[The records — start]
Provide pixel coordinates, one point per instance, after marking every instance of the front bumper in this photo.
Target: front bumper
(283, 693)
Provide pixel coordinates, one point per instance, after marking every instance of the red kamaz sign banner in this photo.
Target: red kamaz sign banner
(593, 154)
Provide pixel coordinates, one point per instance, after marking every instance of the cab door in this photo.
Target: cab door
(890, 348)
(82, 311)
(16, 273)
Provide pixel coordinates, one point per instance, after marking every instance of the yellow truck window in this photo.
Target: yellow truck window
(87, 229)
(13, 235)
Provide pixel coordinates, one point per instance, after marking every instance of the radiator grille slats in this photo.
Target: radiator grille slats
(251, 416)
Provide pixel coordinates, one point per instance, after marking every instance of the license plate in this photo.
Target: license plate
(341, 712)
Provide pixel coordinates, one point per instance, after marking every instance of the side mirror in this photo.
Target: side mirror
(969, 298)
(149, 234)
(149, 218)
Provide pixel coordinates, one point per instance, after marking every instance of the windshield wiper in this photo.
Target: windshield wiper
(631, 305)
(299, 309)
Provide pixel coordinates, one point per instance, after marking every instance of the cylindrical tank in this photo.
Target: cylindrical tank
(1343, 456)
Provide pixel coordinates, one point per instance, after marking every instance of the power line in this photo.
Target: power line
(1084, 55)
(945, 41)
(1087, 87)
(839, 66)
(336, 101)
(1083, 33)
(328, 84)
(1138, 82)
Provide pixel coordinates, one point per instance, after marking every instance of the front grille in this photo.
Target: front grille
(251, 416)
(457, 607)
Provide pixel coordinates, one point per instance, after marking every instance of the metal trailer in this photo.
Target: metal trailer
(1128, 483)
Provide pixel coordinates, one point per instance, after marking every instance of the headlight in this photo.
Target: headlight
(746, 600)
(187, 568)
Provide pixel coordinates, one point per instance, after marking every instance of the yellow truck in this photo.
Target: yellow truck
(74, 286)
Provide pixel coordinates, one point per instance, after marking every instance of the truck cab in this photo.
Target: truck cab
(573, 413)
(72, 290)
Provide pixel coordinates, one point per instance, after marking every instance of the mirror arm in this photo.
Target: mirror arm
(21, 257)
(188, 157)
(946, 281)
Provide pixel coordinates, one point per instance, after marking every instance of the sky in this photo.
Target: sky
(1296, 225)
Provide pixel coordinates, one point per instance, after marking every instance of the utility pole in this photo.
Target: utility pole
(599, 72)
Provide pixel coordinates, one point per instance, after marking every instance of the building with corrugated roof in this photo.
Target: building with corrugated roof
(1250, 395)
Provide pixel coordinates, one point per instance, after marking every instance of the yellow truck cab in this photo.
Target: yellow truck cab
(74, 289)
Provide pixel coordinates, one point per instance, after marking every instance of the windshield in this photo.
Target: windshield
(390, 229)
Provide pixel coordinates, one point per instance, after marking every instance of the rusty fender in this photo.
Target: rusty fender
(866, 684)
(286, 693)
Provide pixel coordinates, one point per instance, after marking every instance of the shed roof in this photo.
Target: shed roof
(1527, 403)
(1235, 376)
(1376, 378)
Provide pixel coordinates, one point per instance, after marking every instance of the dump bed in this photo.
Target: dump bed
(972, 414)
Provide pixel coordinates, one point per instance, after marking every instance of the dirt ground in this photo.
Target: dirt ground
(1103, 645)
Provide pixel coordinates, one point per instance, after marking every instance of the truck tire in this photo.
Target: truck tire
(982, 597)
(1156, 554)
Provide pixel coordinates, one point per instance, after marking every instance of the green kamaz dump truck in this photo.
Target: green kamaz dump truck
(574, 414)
[The records — finish]
#### [Exercise instructions]
Please set down each of the entries above exactly as given.

#### [The completed task]
Provide pixel coordinates, one point per instance, after marking every instance of the front bumper in this photo.
Target: front bumper
(283, 693)
Provide pixel coordinates, one point per instance, after marking every instance of the red kamaz sign banner in this photo.
Target: red kamaz sign banner
(593, 154)
Provide pixel coordinates, one point per instance, after marking every instance of the cab door in this photo.
Target: cab door
(890, 348)
(82, 311)
(16, 273)
Provide pixel coordinates, one point per instance, after marking every instance of the yellow truck window in this photo.
Target: yellow truck window
(87, 229)
(13, 235)
Provide pixel coordinates, one point per instance, after marking every instance of the radiator grille slats in this photo.
Target: radiator grille slats
(251, 416)
Provide pixel coordinates, one point per instance, after marking every instance of the license plate in this photo.
Target: license plate
(341, 712)
Provide pixel coordinates, one point per instance, after marking every instance of the side mirror in this photo.
Target: side mirror
(969, 298)
(149, 234)
(149, 218)
Provide pixel coordinates, one point per instance, after marking every instance of the windshield wiper in this photo.
Target: windshield wiper
(631, 305)
(299, 309)
Provide pixel coordinates, one point per instance, after marking every instance of the cylindrical tank in this photo.
Target: cylindrical tank
(1343, 456)
Provide pixel coordinates, one point per instance, after marking every instance of the power line in this photo.
Target: power line
(1084, 55)
(945, 41)
(1087, 87)
(839, 66)
(336, 101)
(1083, 33)
(328, 84)
(1138, 82)
Provide pixel coordinates, one point per instance, after marking every instance of the front grille in this photo.
Target: front grille
(251, 416)
(457, 607)
Provide pixel coordinates, one point per instance, after marking every instance of the metal trailer in this photo.
Target: metal trailer
(1128, 483)
Provide pixel coordinates, one point per instance, after marking every instance of the headlight in this photo.
Target: headlight
(746, 600)
(187, 568)
Provide pixel coordinates, one point per instance, after marking every instance of the yellow truck in this photo.
Target: yellow truck
(74, 286)
Provide pixel coordinates, one point per instance, after marking every instance of the truck cab in this photo.
Target: truck cab
(573, 413)
(72, 290)
Provide pixel coordinates, one point per instance, after marking every instance of the mirror arm in this photo.
Target: mirror arm
(21, 257)
(188, 157)
(946, 281)
Provide pixel coordinates, one point per instance, after marking every instance of the sky in this photo.
Target: sky
(1296, 225)
Provide pixel coordinates, one point per instance, after marking every instance of the utility pole in this photo.
Target: utility pole
(599, 72)
Provide pixel coordinates, one point per instance, after marking every instance of the building with corrugated roof in this photo.
Target: building with corrugated roof
(1250, 395)
Provide pixel coordinates, one point per instance, after marking every instance of the yellow truck cab in this photo.
Target: yellow truck cab
(74, 289)
Provide pixel coordinates, one point per instance, after marking every instance of the windshield in this photo.
Target: windshield
(390, 229)
Provide pixel coordinates, one point per instance, after marking every instance of the rusty fender in this photo.
Target: rusty fender
(866, 684)
(286, 693)
Provide pixel coordinates, one point per instance, after marking every instance of the shed roof in this photo.
Target: shed roof
(1527, 403)
(1235, 376)
(1376, 378)
Provide pixel coordinates, one point per instance, after marking every instance of the dump bed in this photo.
Target: dump bed
(972, 414)
Provide pixel coordinates, one point per instance, after marking every instance of the dirt ground in this photo.
Target: dirt ground
(1103, 645)
Provide pixel coordinates, one point per instance, after marking every instance of the truck tire in this photo.
Target: truck tire
(982, 597)
(1156, 554)
Provide pixel coordinates, one point per instance, after marking every instance of the green kamaz dump truck in this photo.
Target: green kamaz dump truck
(574, 414)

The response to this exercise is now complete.